Not since the 1980s had the specter of nuclear war been so real in popular consciousness.
But the world today is not the same as it was during the Cold War. “This is the first time since the 1980s that we’ve had to confront the real possibility of nuclear escalation in a conflict with Russia,” says Todd Sechser, professor of politics and public policy at the University of Virginia, and a senior fellow at the Miller Center of Public Affairs. “But back then, one side sometimes believed the other was preparing its strategic nuclear forces for an all-out attack. That is not the kind of crisis we face today.” Nuclear weapons are clearly still a threat, but how countries consider that threat has evolved—“tactical” or “strategic” nukes are now a possibility, and they could be used on a non-nuclear power.
Here’s what Russia’s invasion of Ukraine could mean for the future of nuclear armament and diplomacy.
Buildup
Nuclear bombs are an inherently paradoxical: They exist in order not to be used, says Mariana Budjeryn, an expert on nuclear weapons at the Harvard Kennedy School. Nuclear powers make plans and build up their arsenals to credibly show that, if another country attacks with nuclear weapons, they’ll retaliate in kind.
In 1945, the US dropped two nuclear bombs on Japan during World War II—the only nuclear weapons to ever be used in armed conflict to date. The US and the Soviet Union spent the Cold War building up their arsenals to prove to each other that their threat of retaliation was credible. Today, the US and Russia together have about 90% of the nukes on Earth.
In 1968, three of the five nuclear powers of that day—the US, the Soviet Union, and the United Kingdom—signed the Nuclear Non-Proliferation Treaty (NPT). (China and France did not.) The deal included an agreement to prevent countries that didn’t yet have nuclear bombs from developing them—and that (mostly) worked.
“Back in the 1960s, it was forecast that dozens more countries would acquire nuclear weapons, like 25 or 30. That hasn’t happened,” says Budjeryn. Today, in addition to the five nuclear powers at the time of the treaty, four more countries have nukes: Israel, India, Pakistan, and North Korea. “All together, nine—not perfect, but better than 30. The [non-proliferation] regime is credited with a lot of that.”
Another article in the treaty stated that existing nuclear powers would reduce their arsenal of nuclear weapons. That’s happening slowly; between 1994 and 2020, the US reduced its nuclear warhead stockpile by more than 11,000, while about 1,500 of Russia’s nuclear warheads are set to be dismantled.
But Russia also has a number of smaller bombs—so-called “strategic” nukes—that, if deployed on, say, a Ukrainian city, would be militarily and psychologically devastating, but might not be damaging enough to elicit a full-scale nuclear response from the US or its allies.
“Nuclear weapons are an old technology—invented before microchips, personal computers, pocket calculators, and even transistor radios. Yet they remain the ultimate weapon,” Sechser says. “The reason is simple: With nuclear weapons, countries do not need to win wars to inflict grievous harm on their enemies.”

——

## Exercise tasks
1. From the nuclear weapons article, extract word for word the part that opens with the words containing "In 1945, the" and closes with "nukes on Earth.".
2. Extend the nuclear weapons article, picking up right after its final sentence.

## Collected data
——

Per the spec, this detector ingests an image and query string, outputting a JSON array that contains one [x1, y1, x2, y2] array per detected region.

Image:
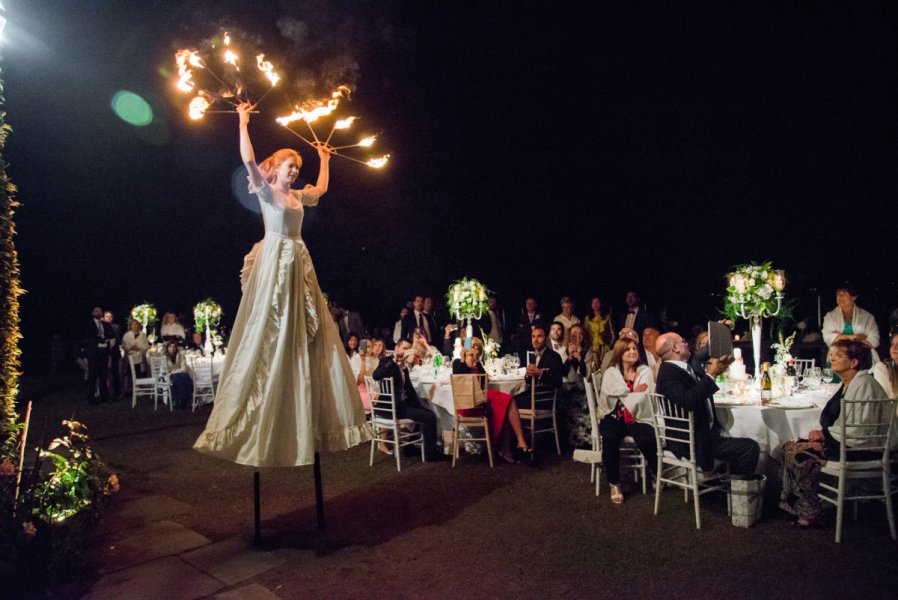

——

## Answers per task
1.
In 1945, the US dropped two nuclear bombs on Japan during World War II—the only nuclear weapons to ever be used in armed conflict to date. The US and the Soviet Union spent the Cold War building up their arsenals to prove to each other that their threat of retaliation was credible. Today, the US and Russia together have about 90% of the nukes on Earth.

2.
Disarmament
In 1991, when the Soviet Union fell apart, the country’s weapons were divvied up between four former Soviet states: Russia, Belarus, Kazakhstan, and Ukraine. By the end of 1996, the latter three nations had agreed to turn their weapons over to Russia. They did so largely for pragmatic reasons—nuclear weapons are expensive to maintain, and giving them up came with security guarantees. Still, it took some convincing.
When Russia first invaded Ukraine in 2014, it violated those guarantees. Now there are some in Ukraine who regret getting rid of their nuclear weapons. “We gave away the capability for nothing,” Andriy Zahorodniuk, a former Ukrainian defense minister, told the New York Times in February.
Experts fear future disarmament efforts will be an even tougher sell. “Russia’s invasion will make it even more difficult to reassure countries that they can be safe without nuclear weapons,” Sechser says. On the other hand, says Budjeryn, “should Ukraine somehow prevail and restore its sovereignty, it will be a really good thing [for disarmament]. We can say, ‘This is a country that disarmed, they didn’t need nuclear weapons.’”
🔮 Prediction
Though most experts agree Putin is unlikely to use nuclear weapons, no one is willing to totally rule it out. Budjeryn thinks it’s more likely that he’d use a “strategic” nuke now that the war is calcifying into a stalemate than he might have at the start of the invasion. Last week, Putin spokesman Dmitry Peskov told CNN that Russia would consider nuclear weapons if faced with an “existential threat.”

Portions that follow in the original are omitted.